• Coordinate labeling data:
----

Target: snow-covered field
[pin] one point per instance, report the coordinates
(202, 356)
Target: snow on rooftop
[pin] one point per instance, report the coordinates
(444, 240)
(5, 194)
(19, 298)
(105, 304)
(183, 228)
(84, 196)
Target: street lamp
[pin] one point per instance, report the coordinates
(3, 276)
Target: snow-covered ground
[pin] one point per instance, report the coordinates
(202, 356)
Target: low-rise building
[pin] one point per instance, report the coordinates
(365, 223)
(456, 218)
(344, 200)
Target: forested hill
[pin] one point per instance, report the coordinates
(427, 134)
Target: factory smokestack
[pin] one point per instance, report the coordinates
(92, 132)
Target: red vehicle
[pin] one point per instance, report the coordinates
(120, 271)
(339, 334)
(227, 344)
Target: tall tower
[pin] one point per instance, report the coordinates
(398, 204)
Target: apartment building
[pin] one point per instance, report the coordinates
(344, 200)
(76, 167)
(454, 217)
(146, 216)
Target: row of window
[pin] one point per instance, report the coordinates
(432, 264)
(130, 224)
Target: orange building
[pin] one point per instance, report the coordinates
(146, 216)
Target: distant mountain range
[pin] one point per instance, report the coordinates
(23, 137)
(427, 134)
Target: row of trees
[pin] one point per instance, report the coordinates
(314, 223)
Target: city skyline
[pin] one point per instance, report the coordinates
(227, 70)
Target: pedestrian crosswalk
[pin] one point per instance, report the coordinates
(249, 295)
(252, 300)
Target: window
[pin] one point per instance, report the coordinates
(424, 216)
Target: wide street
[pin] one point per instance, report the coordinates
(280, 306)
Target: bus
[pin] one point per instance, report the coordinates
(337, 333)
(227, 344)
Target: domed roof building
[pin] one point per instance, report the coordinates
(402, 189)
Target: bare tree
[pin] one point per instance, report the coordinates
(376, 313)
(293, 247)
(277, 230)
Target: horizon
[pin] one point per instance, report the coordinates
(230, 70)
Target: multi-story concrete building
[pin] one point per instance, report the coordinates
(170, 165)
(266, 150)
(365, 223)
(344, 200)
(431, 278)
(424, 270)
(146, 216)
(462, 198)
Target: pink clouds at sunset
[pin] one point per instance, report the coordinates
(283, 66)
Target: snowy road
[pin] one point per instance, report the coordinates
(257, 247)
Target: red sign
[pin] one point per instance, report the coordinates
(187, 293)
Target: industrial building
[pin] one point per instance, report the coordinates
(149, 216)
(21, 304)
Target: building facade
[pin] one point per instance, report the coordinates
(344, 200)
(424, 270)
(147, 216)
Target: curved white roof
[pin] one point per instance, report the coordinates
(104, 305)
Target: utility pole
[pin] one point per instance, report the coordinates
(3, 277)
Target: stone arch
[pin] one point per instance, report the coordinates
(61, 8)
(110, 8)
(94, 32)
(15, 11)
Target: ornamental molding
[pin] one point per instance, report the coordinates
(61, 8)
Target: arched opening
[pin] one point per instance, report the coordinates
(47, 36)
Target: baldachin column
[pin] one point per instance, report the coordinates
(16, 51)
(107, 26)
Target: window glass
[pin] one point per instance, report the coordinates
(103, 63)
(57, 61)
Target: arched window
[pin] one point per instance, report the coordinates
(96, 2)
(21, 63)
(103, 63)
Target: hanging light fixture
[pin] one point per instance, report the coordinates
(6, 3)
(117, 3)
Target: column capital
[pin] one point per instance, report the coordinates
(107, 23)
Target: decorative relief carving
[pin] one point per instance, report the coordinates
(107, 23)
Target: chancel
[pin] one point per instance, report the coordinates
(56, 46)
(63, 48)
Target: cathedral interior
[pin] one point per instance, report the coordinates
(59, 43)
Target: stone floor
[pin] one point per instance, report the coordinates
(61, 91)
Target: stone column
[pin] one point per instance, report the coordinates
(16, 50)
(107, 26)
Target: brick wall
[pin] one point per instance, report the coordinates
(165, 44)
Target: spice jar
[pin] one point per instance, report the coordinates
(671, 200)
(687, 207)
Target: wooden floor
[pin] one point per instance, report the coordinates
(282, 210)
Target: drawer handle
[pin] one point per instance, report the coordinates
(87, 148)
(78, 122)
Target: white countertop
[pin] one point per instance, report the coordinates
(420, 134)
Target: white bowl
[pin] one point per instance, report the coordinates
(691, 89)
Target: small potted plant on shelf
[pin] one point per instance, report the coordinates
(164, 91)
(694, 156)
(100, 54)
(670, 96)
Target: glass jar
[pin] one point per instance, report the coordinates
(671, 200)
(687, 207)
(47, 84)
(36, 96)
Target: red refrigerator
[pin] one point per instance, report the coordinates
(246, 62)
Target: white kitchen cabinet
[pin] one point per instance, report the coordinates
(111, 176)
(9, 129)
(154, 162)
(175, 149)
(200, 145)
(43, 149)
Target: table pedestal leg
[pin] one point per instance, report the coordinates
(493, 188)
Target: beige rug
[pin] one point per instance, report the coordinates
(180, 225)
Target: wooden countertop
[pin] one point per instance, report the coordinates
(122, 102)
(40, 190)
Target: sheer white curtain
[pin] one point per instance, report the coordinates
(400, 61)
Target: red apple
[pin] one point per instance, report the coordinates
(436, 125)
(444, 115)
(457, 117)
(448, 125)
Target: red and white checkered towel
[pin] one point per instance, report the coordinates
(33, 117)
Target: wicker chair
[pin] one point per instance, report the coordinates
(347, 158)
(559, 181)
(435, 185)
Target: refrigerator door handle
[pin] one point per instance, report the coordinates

----

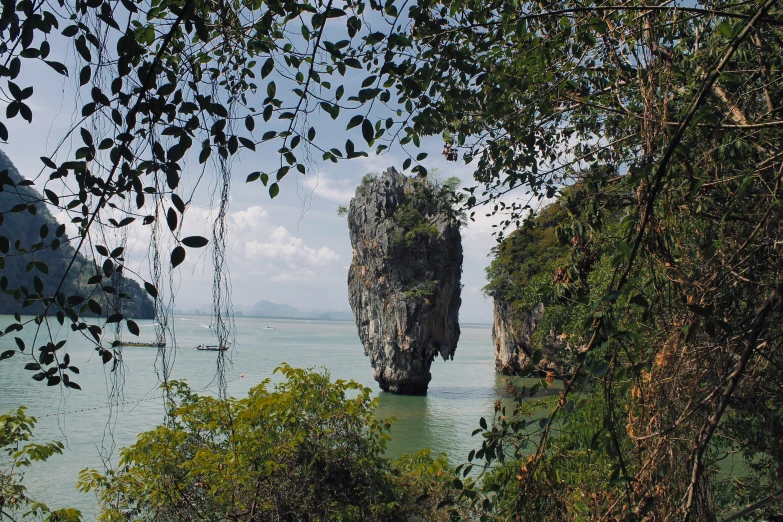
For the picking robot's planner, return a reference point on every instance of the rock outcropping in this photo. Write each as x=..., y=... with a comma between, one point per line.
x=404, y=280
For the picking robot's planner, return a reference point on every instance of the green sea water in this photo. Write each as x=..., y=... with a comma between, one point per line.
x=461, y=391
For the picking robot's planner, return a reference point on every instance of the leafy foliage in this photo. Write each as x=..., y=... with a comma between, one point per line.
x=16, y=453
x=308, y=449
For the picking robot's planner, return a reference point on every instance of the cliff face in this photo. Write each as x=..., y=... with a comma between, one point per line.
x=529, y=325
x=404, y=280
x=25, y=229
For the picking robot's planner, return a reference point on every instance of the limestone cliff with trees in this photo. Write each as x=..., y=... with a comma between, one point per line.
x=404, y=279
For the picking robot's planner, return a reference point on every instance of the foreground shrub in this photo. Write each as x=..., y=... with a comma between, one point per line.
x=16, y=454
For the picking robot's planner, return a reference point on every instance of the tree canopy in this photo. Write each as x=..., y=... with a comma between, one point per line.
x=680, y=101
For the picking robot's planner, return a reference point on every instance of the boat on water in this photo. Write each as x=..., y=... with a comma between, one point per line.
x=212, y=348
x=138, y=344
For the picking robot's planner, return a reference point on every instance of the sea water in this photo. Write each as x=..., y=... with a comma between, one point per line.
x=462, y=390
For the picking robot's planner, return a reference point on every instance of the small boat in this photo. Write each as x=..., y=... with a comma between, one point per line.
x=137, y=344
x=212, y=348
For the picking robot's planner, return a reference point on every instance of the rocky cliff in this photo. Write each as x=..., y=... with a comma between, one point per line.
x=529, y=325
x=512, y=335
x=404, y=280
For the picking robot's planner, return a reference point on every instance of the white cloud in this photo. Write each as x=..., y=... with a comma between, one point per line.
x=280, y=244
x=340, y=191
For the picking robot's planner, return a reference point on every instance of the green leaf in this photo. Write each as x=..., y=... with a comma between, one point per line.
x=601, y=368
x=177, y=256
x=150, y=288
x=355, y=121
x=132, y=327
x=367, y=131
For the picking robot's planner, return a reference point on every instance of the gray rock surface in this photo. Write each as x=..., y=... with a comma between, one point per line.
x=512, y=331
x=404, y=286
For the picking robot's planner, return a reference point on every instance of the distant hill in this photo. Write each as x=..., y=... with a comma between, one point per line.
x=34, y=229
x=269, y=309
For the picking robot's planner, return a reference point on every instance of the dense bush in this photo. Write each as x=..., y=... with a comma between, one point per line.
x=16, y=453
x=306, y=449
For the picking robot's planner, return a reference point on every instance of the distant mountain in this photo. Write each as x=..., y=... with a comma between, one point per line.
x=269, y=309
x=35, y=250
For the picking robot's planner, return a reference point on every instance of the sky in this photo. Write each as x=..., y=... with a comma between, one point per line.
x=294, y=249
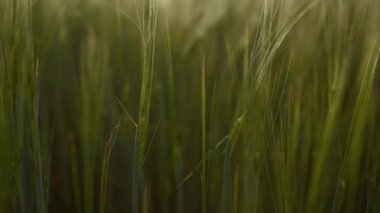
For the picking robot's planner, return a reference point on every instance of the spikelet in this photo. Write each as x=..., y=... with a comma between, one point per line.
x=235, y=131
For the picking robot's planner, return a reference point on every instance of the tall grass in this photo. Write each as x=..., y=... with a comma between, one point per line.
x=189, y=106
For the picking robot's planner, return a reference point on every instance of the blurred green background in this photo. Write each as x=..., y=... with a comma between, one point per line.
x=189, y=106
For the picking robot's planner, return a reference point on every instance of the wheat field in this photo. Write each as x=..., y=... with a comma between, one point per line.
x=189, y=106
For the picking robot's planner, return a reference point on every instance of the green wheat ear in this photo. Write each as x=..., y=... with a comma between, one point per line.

----

• TASK DESCRIPTION:
Copy out the entries word for word, everything from the line containing "the green leaf" down to the line containing "x=235, y=131", both of those lines included. Omit the pictures.

• THE RESPONSE:
For the picking robot's planner, return a reference point on every instance of the green leaf in this photo. Write each as x=..., y=... with a comma between, one point per line.
x=601, y=368
x=177, y=256
x=150, y=288
x=355, y=121
x=132, y=327
x=367, y=131
For the picking robot's planner, return a reference point on every instance of the gray rock surface in this photo. Write each as x=..., y=... with a comma between, one point per line.
x=512, y=331
x=404, y=286
For the picking robot's planner, return a reference point on every instance of the distant hill in this photo. Write each as x=..., y=... with a comma between, one point per line.
x=34, y=229
x=269, y=309
For the picking robot's planner, return a reference point on every instance of the dense bush in this photo. Write each as x=..., y=... with a comma between, one point per line.
x=16, y=453
x=306, y=449
For the picking robot's planner, return a reference point on every instance of the distant mountain in this photo. Write each as x=..., y=... with a comma between, one point per line.
x=269, y=309
x=35, y=250
For the picking robot's planner, return a reference point on every instance of the sky in this photo. Write each as x=..., y=... with a comma between, one point per line.
x=294, y=249
For the picking robot's planner, return a reference point on every instance of the spikelet in this photo. Write each as x=..., y=... with a comma between, one point per line.
x=235, y=131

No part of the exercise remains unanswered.